*EXERCISE REQUIREMENTS*: Your answer should consist of each line from the data below that contains "mask".

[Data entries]
◇ ◇ ◇ ◇ ◇ ◇ ◇
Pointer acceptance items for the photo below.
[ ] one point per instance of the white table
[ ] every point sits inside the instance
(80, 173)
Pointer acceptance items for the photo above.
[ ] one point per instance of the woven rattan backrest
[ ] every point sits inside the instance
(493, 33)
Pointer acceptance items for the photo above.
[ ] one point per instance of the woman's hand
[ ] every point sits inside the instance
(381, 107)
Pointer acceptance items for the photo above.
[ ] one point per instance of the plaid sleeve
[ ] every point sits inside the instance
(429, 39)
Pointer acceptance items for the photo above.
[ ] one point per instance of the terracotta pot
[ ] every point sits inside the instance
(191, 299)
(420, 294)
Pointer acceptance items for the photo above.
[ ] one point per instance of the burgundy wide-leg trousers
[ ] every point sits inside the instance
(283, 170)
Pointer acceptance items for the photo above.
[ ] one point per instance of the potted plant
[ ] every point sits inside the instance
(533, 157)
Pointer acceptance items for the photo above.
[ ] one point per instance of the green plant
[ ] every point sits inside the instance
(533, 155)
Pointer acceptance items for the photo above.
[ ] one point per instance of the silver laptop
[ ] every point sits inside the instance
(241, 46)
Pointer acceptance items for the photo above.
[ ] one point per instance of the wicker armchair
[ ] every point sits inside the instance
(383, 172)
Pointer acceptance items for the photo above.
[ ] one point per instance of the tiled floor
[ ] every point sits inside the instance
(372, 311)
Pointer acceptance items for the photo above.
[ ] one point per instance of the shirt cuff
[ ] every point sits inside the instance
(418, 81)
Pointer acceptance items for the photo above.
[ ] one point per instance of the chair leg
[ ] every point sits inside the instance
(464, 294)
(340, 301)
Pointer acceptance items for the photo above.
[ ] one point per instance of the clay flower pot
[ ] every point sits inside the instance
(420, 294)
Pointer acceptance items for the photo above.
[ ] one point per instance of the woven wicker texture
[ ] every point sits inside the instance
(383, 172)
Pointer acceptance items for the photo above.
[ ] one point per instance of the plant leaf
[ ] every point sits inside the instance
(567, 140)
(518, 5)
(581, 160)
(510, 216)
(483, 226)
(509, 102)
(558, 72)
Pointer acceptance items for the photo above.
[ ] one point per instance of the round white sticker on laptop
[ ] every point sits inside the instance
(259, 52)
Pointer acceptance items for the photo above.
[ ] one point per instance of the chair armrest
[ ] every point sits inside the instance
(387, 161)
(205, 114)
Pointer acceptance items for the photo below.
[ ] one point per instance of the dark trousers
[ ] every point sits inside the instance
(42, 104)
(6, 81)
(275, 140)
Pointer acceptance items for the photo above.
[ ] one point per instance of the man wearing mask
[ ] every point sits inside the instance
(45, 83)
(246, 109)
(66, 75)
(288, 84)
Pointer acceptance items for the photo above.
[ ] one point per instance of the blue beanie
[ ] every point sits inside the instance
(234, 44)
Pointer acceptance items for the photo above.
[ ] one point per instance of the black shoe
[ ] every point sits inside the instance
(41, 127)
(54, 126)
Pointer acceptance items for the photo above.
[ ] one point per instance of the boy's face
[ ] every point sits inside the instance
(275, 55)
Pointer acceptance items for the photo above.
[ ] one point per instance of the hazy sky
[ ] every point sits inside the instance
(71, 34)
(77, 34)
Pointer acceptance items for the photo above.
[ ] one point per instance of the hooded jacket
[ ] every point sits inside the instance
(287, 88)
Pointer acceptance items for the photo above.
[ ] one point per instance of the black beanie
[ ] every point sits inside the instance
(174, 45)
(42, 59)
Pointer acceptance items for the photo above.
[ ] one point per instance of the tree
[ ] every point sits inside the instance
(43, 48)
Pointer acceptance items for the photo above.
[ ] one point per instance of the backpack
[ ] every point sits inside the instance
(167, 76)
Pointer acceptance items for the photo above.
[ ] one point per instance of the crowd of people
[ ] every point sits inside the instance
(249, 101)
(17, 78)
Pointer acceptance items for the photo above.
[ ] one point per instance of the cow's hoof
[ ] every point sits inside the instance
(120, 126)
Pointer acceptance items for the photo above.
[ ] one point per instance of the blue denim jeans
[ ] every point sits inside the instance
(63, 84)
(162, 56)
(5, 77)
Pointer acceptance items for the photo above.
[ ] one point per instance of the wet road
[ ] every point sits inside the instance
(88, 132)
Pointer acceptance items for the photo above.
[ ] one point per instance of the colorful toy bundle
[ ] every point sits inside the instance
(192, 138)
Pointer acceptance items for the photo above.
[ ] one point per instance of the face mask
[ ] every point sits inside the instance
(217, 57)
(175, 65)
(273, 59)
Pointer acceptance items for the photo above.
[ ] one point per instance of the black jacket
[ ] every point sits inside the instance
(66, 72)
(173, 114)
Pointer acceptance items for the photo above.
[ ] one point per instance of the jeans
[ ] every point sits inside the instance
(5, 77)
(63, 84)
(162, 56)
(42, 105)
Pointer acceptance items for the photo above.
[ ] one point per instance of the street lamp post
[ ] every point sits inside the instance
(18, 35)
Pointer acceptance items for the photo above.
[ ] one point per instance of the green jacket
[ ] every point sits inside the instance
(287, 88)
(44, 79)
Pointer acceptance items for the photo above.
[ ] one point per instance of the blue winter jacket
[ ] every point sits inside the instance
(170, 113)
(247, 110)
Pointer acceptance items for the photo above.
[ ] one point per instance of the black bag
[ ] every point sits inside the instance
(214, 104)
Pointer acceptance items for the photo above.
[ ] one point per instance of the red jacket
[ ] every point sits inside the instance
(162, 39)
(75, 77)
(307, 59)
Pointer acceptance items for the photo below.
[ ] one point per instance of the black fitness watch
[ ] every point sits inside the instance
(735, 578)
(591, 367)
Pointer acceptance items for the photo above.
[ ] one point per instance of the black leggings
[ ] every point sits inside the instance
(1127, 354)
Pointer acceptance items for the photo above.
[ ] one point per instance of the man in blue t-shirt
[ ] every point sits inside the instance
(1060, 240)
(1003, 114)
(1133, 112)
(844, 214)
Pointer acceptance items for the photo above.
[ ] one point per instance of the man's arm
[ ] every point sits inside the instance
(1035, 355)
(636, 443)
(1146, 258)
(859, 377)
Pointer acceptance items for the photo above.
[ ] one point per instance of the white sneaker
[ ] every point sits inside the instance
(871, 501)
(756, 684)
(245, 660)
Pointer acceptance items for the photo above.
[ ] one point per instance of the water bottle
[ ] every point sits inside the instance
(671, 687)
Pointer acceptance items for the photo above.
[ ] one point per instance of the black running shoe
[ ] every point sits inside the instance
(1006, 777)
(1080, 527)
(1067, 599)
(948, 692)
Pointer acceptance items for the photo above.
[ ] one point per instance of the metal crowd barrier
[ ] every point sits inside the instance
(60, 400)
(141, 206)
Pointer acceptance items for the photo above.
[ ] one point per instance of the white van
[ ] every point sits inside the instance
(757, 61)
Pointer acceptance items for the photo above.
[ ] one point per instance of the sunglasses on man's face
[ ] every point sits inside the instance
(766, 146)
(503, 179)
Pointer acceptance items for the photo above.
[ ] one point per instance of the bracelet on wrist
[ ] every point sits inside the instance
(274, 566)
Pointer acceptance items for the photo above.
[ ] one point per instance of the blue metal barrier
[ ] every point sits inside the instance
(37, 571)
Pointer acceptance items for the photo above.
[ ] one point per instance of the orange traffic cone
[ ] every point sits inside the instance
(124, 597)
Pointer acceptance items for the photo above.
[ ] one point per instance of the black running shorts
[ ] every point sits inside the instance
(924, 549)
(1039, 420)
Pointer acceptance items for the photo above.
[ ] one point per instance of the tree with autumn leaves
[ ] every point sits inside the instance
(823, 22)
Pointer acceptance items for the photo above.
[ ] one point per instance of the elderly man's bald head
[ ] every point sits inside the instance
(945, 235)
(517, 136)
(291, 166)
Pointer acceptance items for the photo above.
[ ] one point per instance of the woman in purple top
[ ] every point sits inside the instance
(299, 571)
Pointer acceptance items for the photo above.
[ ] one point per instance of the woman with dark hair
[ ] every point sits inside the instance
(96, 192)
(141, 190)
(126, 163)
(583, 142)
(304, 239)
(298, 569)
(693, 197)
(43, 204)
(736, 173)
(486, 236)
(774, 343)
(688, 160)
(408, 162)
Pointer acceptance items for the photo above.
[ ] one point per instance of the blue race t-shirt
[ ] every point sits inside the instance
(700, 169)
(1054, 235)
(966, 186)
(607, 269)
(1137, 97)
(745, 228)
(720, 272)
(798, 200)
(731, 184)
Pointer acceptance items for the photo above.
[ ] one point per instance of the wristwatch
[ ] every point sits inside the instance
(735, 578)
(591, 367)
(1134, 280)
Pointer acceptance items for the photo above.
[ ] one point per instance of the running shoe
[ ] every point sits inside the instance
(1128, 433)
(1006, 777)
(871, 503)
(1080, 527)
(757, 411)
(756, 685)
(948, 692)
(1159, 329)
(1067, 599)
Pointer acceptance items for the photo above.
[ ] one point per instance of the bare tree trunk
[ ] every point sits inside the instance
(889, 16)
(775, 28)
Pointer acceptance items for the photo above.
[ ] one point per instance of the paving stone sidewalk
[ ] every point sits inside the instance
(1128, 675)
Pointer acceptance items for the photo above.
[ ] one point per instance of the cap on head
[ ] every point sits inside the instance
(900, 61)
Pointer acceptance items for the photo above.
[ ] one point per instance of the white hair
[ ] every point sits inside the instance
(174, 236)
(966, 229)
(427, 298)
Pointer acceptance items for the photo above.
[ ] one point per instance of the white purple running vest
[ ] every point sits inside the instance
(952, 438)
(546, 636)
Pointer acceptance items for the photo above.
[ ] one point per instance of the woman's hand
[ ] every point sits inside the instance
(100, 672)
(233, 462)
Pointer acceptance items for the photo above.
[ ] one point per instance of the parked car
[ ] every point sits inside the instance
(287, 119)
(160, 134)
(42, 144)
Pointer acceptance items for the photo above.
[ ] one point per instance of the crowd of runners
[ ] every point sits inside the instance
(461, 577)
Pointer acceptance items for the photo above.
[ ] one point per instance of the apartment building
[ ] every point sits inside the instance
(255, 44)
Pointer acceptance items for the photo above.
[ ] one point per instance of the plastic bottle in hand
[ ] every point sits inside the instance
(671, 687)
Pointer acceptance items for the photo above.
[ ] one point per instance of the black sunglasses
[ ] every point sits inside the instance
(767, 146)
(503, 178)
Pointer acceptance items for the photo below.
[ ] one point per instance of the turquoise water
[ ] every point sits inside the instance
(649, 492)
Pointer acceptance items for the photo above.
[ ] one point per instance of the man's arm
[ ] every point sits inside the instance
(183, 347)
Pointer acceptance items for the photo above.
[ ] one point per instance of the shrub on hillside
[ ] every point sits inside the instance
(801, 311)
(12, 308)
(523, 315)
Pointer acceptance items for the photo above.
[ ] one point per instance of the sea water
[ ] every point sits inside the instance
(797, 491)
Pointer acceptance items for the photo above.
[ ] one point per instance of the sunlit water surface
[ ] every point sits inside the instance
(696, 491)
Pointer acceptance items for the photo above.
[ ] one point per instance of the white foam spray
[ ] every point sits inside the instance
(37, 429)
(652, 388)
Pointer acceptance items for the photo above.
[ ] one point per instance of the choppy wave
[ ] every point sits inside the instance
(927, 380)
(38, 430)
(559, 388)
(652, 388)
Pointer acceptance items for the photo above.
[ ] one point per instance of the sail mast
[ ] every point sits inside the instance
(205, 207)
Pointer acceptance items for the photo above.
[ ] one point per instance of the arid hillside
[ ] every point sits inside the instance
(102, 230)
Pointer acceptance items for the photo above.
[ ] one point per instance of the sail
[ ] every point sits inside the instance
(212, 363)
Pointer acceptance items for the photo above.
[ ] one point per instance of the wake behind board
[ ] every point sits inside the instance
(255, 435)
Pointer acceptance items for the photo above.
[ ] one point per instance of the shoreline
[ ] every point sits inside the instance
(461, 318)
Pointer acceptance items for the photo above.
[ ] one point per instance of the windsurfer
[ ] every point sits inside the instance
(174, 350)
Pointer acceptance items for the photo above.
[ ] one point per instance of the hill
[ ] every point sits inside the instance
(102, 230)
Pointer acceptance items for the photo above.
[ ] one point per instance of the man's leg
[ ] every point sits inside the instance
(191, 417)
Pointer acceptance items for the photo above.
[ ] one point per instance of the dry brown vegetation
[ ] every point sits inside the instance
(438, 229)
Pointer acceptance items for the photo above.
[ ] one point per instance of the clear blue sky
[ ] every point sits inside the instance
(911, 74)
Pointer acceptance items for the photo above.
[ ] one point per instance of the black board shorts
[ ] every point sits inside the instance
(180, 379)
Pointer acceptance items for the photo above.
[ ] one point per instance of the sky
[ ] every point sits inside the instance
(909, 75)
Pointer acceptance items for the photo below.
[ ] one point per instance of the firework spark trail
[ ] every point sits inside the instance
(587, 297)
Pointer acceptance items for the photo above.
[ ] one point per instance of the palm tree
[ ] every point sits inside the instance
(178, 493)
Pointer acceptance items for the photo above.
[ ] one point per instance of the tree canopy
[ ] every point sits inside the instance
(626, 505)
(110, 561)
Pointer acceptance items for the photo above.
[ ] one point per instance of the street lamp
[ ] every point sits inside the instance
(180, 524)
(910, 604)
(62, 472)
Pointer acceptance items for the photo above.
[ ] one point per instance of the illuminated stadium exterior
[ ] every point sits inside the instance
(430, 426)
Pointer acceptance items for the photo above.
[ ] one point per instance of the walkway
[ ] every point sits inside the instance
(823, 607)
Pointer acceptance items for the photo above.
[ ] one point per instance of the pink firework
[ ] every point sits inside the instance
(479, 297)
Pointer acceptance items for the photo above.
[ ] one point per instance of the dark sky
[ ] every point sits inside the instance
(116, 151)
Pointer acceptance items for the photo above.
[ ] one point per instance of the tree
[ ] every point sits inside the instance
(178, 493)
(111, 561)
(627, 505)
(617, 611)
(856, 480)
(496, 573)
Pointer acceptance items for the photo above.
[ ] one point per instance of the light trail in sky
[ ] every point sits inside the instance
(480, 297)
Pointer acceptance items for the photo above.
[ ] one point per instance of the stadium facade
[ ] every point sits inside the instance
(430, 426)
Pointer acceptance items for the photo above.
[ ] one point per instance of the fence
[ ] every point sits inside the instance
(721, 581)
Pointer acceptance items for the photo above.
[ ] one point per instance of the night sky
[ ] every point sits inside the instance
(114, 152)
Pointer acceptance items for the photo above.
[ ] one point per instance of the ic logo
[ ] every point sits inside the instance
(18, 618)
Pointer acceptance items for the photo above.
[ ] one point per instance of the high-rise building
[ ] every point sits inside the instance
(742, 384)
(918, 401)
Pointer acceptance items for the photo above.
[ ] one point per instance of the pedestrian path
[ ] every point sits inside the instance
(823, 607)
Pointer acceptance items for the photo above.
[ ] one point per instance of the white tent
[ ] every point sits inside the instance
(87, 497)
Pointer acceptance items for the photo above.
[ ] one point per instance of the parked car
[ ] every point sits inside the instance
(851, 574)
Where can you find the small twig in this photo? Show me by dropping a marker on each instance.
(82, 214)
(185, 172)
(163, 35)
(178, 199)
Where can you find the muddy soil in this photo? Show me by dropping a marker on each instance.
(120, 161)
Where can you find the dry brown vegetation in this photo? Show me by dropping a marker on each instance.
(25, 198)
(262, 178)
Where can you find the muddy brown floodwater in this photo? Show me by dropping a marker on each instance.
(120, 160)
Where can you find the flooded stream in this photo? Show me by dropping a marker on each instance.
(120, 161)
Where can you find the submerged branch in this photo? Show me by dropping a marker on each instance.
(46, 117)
◇ ◇ ◇ ◇ ◇ ◇ ◇
*RESPONSE TO THIS EXERCISE*:
[ ] one point per instance of the man wearing mask
[ ] one point per instance of the face mask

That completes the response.